▸ **Exercise task**
Copy out the material word for word, starting with the line that contains "is: man wearing" and continuing through the line that contains "[474, 132, 966, 896]", with both of those lines included and nothing else.

[START Data supplied]

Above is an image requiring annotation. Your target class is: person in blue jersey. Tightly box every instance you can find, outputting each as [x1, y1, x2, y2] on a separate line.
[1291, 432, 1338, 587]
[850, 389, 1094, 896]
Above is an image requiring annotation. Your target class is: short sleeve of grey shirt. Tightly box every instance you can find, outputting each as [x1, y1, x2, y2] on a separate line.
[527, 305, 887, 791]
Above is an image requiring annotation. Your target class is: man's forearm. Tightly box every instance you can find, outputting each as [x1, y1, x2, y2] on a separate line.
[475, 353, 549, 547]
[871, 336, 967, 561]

[END Data supplied]
[START Data supplied]

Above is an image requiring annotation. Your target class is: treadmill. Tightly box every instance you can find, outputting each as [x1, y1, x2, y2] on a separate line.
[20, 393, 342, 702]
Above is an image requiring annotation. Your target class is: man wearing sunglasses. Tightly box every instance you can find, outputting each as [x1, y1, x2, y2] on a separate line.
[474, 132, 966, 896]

[END Data supplied]
[START Data supplied]

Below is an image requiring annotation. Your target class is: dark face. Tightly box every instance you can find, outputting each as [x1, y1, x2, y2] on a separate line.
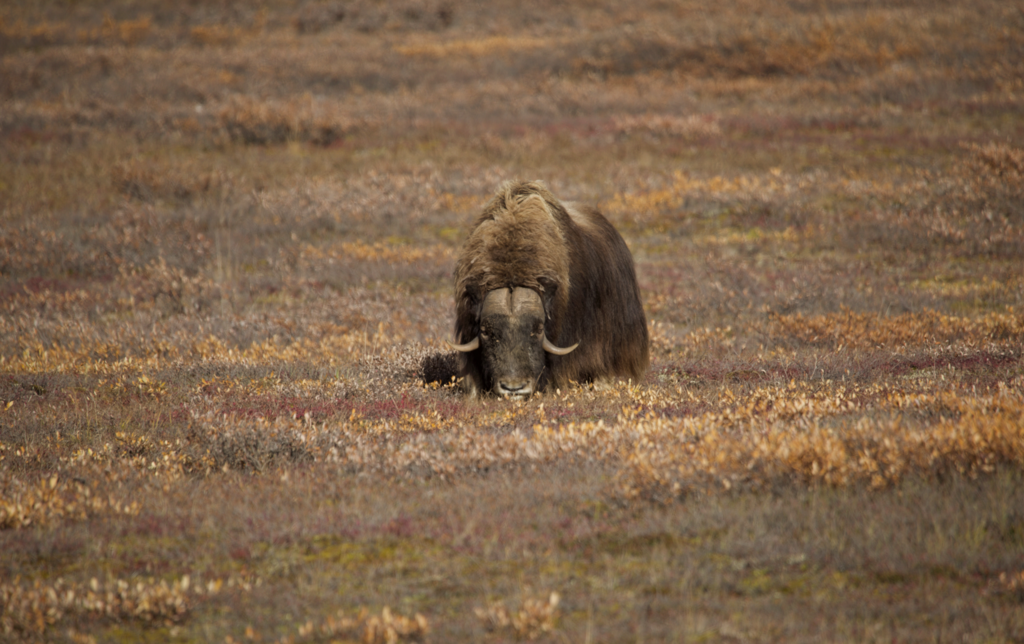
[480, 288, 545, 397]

[END Data supplied]

▸ **Response below**
Above is an image requiring annotation. Your target class is: man wearing sunglasses. Tightly box every instance you can find, outputting each as [x1, y1, x2, y2] on a separate line.
[474, 132, 966, 896]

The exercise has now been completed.